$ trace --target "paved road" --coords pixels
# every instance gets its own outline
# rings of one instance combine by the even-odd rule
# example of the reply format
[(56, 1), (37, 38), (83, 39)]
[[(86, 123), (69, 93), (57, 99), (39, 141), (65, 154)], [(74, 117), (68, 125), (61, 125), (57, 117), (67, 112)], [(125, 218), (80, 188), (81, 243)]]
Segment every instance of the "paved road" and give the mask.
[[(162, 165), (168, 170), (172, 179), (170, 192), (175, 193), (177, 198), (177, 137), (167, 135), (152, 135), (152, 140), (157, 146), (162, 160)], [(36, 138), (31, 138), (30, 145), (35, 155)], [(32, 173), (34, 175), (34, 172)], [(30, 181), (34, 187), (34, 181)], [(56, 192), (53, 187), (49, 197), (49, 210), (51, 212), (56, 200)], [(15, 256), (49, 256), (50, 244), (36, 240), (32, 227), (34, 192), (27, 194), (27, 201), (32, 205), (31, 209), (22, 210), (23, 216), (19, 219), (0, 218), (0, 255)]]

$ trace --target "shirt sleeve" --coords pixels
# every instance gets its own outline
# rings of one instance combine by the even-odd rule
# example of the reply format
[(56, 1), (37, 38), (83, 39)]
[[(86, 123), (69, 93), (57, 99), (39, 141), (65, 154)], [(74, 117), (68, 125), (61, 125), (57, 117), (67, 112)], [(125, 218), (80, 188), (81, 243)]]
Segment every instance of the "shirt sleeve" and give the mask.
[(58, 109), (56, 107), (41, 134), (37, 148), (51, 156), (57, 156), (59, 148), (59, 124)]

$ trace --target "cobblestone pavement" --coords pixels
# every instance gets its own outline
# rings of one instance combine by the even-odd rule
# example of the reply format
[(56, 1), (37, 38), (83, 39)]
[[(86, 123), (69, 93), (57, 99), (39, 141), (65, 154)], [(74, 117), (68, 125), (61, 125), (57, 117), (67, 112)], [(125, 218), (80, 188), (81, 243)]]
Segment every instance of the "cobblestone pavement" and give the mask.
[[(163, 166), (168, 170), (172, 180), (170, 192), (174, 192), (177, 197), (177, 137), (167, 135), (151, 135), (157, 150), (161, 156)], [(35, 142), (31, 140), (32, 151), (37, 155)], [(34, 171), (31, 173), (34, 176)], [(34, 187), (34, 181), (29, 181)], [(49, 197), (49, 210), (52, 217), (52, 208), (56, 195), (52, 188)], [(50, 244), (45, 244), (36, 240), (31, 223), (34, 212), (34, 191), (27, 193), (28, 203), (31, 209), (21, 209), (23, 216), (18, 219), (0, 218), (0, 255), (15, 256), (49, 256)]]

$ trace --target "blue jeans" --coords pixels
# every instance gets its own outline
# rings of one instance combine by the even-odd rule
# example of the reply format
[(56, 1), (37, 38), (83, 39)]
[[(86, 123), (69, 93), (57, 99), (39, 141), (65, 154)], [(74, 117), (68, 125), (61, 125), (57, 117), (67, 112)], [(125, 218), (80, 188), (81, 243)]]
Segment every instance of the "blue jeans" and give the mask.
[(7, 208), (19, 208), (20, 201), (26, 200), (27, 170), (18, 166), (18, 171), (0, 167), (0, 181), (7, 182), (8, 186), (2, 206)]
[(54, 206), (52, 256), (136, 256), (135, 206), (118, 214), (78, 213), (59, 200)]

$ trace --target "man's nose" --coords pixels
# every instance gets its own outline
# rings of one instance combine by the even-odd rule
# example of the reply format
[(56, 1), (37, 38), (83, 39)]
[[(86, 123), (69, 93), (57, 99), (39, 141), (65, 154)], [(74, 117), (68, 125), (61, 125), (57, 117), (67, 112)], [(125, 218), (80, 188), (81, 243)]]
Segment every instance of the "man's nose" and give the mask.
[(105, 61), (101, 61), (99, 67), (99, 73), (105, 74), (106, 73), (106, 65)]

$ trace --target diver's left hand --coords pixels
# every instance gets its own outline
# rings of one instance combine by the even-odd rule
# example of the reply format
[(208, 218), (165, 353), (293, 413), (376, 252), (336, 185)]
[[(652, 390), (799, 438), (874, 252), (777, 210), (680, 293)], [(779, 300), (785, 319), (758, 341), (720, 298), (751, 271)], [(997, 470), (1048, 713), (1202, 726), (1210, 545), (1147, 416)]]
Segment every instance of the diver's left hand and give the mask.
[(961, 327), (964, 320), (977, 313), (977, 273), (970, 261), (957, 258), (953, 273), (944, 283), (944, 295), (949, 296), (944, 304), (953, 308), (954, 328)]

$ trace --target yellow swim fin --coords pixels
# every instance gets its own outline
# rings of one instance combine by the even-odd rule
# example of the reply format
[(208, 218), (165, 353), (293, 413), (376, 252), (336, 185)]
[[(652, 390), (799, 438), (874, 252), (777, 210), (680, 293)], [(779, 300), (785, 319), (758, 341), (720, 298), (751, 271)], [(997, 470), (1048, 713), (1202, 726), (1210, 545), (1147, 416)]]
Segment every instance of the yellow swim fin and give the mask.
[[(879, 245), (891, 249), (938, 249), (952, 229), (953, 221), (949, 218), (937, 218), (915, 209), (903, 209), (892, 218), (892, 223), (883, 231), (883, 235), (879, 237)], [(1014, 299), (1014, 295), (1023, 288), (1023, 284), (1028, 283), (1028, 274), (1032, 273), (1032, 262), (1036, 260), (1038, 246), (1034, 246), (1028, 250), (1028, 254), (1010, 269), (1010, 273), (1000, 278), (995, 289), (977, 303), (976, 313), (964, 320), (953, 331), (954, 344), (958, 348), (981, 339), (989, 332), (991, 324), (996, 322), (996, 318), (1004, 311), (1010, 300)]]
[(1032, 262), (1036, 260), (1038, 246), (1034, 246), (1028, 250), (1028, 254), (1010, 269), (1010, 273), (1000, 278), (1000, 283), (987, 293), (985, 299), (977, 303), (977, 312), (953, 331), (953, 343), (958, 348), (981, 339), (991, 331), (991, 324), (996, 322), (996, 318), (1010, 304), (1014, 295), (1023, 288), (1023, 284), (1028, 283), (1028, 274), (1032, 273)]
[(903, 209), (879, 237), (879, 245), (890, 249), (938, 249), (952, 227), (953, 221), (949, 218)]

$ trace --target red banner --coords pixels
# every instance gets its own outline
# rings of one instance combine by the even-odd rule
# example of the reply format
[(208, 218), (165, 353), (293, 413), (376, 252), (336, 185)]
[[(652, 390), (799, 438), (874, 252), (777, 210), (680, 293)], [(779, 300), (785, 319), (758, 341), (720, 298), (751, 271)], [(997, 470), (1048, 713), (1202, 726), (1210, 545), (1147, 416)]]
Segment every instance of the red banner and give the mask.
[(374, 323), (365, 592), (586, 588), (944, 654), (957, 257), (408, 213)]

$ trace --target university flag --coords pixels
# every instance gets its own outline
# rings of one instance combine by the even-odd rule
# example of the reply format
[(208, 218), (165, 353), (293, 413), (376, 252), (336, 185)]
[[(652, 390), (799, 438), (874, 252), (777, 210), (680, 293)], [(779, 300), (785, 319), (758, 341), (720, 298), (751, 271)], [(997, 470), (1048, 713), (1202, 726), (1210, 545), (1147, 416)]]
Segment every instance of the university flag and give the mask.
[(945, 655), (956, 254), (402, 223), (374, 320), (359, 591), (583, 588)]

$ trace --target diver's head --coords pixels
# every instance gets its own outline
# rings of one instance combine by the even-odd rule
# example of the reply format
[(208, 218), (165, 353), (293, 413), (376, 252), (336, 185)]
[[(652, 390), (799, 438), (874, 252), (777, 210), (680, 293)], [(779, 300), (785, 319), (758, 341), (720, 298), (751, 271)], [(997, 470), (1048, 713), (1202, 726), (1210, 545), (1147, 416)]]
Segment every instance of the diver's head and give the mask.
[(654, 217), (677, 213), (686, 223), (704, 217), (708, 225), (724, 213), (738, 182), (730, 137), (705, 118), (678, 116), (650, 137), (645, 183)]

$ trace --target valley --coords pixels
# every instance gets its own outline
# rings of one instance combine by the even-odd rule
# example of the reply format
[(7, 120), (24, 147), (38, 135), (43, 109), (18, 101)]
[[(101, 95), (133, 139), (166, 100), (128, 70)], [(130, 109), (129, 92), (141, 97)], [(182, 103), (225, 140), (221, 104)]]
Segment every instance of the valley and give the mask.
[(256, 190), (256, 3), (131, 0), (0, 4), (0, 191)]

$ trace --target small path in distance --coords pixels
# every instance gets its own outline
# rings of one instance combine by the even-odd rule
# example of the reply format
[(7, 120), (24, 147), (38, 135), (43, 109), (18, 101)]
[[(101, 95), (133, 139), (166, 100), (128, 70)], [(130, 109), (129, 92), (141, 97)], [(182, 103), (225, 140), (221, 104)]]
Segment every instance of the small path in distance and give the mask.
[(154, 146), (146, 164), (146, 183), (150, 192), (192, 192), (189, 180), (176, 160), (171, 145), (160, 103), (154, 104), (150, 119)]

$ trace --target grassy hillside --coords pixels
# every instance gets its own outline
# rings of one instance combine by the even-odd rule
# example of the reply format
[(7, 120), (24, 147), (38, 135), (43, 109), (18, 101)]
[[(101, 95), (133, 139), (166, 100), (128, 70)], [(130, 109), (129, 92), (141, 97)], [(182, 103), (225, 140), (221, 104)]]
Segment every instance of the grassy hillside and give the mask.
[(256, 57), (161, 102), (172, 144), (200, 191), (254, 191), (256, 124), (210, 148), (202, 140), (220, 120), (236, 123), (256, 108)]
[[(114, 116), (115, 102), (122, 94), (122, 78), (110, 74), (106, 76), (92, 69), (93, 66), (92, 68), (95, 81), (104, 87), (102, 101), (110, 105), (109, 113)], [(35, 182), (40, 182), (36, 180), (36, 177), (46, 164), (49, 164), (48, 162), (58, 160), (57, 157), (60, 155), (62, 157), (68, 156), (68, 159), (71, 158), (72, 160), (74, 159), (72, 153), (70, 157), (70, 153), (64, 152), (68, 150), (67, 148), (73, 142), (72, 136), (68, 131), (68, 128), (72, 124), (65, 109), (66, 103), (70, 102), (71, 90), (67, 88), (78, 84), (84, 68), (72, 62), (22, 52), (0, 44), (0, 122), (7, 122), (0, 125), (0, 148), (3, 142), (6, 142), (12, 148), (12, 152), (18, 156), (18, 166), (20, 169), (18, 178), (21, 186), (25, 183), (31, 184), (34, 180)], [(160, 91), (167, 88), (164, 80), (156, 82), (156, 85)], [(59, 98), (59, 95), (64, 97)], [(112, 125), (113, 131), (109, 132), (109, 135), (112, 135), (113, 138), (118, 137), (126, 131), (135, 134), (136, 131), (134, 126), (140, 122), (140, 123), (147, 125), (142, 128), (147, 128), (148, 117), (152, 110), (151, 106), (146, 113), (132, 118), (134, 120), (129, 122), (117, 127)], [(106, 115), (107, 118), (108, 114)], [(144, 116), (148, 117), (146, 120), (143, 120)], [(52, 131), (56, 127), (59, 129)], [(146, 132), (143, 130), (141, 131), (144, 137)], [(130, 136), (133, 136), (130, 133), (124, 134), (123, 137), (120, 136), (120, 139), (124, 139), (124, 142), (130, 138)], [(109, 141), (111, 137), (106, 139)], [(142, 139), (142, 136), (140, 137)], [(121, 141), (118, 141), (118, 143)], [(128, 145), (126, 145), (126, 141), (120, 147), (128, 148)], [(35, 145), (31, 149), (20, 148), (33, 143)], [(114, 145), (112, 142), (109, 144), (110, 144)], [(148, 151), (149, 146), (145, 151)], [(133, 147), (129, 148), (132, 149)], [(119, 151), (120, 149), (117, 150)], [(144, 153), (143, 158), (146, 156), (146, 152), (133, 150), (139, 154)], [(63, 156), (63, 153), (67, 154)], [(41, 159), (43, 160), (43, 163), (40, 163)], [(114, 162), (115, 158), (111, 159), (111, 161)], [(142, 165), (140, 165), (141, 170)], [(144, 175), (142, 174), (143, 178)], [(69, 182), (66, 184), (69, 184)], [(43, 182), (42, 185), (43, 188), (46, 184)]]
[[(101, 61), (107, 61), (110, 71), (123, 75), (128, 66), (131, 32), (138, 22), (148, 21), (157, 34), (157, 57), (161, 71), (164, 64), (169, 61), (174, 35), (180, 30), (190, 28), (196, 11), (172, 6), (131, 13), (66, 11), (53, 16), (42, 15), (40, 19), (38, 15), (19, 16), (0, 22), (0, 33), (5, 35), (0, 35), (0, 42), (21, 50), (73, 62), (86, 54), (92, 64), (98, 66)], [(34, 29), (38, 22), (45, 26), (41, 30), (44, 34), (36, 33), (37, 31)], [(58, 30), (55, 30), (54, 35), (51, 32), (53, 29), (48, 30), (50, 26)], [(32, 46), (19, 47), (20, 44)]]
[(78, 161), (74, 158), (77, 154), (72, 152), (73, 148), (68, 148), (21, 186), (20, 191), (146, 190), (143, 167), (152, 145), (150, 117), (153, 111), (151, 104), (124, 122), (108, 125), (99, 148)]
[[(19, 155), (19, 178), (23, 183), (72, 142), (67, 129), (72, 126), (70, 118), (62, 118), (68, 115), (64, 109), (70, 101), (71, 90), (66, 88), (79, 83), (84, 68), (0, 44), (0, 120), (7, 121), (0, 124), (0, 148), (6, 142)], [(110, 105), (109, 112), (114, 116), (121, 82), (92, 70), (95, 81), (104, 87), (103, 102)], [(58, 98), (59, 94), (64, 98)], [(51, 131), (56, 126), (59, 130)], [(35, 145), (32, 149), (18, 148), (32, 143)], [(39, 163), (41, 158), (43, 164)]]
- - -
Exercise objective:
Find every line of the material that contains the string "sleeve", with case counting, and copy each of those lines in full.

Response to the exercise:
$ trace --target "shirt sleeve" --coords pixels
Segment every instance of the "shirt sleeve" and give the mask.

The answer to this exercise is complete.